EXERCISE GOAL:
Find the line that contains "the plant branch"; then retype it and each line after it, exactly, through the final line of the data below.

--- Start of INPUT FOR THIS TASK ---

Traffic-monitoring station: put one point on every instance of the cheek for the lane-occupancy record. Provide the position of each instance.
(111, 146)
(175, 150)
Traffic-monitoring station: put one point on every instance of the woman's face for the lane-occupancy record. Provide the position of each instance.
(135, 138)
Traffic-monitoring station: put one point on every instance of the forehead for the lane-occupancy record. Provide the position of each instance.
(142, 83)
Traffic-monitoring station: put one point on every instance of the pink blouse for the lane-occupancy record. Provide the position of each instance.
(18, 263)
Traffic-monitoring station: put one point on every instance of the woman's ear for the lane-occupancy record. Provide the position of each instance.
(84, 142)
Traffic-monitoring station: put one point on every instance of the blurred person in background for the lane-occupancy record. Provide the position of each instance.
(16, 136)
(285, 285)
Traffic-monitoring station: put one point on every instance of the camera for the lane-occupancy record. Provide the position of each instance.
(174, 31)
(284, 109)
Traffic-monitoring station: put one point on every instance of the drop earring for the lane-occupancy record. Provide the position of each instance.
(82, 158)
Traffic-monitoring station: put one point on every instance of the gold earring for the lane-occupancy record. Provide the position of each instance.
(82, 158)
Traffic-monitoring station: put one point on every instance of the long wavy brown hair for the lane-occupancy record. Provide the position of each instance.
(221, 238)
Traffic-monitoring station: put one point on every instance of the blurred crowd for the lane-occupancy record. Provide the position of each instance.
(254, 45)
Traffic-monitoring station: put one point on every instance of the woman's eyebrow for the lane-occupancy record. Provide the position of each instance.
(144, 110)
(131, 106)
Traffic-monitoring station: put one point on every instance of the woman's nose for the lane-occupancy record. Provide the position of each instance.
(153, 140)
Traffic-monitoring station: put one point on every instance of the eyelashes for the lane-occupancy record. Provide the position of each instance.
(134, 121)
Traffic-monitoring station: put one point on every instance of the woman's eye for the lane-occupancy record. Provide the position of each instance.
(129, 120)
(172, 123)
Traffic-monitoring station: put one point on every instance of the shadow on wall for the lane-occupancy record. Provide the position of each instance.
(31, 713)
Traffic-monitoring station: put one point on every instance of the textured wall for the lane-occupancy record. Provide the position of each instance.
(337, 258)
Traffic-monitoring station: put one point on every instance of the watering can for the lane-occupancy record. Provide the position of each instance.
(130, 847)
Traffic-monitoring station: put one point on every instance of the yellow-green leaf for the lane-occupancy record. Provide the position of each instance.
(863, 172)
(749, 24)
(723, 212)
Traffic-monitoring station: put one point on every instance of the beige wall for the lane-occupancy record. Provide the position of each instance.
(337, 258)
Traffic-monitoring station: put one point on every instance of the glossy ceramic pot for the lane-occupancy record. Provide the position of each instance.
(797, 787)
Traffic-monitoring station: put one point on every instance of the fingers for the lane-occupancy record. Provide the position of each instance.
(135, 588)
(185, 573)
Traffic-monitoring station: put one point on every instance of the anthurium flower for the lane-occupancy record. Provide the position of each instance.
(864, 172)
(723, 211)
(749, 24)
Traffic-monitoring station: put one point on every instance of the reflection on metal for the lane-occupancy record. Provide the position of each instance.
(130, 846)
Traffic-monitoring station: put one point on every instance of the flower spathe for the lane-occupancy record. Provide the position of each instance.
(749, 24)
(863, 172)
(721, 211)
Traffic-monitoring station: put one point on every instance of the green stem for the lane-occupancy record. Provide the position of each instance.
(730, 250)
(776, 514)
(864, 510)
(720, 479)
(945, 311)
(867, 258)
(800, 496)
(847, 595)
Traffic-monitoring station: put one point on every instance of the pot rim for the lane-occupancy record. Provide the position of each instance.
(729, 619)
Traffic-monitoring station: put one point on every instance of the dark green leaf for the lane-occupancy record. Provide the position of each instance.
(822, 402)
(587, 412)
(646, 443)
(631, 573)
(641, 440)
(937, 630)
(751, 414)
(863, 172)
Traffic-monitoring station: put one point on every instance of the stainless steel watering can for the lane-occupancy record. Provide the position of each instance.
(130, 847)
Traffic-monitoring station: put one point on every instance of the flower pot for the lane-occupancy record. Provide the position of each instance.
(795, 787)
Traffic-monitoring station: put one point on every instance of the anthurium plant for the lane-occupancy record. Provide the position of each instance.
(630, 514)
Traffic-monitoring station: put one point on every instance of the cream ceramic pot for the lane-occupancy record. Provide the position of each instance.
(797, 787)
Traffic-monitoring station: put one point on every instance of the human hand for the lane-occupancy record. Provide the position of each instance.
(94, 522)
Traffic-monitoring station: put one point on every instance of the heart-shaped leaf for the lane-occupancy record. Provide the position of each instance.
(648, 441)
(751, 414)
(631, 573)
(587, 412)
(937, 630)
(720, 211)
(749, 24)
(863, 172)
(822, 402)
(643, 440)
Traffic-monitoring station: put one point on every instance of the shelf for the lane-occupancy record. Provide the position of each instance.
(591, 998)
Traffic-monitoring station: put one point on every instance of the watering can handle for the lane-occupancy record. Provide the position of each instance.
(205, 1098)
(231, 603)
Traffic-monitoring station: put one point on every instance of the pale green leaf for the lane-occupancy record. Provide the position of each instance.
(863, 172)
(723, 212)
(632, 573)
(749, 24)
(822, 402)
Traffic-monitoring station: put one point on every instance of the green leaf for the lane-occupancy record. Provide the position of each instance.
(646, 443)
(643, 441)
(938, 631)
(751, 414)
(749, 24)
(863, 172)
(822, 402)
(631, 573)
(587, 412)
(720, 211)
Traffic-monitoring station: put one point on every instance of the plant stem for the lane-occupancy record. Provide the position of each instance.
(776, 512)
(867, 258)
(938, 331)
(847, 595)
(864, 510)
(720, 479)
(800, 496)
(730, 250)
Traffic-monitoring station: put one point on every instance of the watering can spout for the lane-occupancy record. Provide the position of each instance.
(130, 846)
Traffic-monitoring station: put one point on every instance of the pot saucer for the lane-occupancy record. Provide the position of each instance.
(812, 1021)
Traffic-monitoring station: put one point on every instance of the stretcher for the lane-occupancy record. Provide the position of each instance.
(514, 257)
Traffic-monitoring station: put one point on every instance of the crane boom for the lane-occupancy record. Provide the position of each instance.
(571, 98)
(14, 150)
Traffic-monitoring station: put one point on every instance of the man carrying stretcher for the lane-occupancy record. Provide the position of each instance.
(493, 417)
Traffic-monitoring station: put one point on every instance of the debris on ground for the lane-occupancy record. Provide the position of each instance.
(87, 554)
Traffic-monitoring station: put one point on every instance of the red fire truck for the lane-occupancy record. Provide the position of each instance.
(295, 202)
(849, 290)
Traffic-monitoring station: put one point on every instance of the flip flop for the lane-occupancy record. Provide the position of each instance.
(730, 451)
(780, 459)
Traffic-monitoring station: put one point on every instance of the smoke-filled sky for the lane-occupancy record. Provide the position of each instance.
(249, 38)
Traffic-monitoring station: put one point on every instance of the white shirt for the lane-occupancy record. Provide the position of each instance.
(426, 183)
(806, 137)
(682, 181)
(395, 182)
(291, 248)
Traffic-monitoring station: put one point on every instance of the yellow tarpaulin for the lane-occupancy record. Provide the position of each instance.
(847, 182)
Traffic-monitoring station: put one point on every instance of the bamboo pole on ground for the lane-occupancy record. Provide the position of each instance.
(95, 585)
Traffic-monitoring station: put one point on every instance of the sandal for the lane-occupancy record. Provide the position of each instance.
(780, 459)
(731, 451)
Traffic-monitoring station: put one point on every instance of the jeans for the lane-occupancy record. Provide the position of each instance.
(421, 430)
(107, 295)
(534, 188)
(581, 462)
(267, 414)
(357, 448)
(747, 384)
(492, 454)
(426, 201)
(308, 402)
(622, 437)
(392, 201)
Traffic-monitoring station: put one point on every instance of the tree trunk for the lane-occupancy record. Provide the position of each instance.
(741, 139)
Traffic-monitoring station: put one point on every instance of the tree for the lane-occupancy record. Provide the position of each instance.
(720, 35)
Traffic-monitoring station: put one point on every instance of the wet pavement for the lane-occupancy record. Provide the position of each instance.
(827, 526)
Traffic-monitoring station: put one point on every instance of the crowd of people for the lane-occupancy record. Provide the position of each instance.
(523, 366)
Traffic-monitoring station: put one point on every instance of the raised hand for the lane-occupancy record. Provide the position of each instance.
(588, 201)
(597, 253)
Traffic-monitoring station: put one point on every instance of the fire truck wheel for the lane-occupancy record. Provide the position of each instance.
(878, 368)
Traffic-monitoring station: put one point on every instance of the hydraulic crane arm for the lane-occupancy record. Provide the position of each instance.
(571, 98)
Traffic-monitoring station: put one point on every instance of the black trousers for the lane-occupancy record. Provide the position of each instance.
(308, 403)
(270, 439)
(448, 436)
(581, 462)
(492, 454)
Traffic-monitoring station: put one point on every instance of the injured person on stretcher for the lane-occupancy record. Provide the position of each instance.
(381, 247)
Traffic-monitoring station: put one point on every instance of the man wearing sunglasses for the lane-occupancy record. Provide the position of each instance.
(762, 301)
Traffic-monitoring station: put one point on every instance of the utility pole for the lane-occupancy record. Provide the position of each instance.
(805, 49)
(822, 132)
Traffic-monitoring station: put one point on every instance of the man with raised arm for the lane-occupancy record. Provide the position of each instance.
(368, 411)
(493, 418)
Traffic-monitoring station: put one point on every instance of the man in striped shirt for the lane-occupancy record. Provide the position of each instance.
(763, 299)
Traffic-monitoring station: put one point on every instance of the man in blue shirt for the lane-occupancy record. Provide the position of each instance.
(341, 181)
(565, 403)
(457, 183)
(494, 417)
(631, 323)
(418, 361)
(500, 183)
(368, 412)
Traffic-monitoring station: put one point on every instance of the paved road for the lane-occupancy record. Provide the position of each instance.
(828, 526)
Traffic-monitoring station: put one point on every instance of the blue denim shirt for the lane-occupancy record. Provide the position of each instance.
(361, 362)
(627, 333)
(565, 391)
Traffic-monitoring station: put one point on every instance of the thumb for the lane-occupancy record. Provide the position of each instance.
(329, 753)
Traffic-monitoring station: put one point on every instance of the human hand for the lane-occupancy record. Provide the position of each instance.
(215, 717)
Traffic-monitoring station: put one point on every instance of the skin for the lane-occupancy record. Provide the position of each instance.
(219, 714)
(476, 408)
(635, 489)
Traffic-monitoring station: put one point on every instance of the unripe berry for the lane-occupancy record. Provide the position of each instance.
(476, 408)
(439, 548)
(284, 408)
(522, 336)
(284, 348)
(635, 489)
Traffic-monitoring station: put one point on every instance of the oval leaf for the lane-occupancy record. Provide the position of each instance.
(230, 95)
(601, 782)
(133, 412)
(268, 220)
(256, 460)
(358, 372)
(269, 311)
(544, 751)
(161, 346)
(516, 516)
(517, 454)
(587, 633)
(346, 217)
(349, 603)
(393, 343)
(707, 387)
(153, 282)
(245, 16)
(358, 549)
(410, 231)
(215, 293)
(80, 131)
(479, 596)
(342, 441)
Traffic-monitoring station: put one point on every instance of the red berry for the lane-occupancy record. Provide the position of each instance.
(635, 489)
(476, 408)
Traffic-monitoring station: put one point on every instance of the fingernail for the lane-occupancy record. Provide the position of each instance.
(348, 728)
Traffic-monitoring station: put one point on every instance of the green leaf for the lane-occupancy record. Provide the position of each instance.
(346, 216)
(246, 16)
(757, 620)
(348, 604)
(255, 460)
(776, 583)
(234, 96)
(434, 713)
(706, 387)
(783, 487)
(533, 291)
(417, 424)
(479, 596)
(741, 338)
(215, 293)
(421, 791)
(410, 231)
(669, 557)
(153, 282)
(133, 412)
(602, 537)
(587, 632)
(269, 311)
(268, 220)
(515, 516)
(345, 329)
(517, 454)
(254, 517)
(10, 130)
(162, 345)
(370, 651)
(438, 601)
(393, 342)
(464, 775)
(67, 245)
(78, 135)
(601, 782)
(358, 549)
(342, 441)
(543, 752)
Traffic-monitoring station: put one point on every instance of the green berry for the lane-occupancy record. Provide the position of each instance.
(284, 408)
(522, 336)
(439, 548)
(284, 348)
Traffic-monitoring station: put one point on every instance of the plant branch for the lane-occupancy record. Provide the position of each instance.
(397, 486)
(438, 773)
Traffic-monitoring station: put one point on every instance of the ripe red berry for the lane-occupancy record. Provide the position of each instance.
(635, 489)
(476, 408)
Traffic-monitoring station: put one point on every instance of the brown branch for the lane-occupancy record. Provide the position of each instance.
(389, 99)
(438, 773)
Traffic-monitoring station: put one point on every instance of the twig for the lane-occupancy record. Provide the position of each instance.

--- End of INPUT FOR THIS TASK ---

TASK ANSWER:
Traffic-monitoring station: put one point on every instance of the plant branch for the lane-occupancy record. Provide the position of each instance.
(397, 486)
(438, 773)
Traffic-monitoring station: put one point on every instance of the ripe red berry for the lane-occupancy record. Provide the position of each instance.
(635, 489)
(476, 408)
Traffic-monitoring station: put one point on every instance of the brown branch for the lane-occupancy record. Provide the position of each instance.
(389, 99)
(438, 773)
Traffic-monitoring station: put one point on every instance of the twig for the lane-occupancy record. Provide the position of each instance.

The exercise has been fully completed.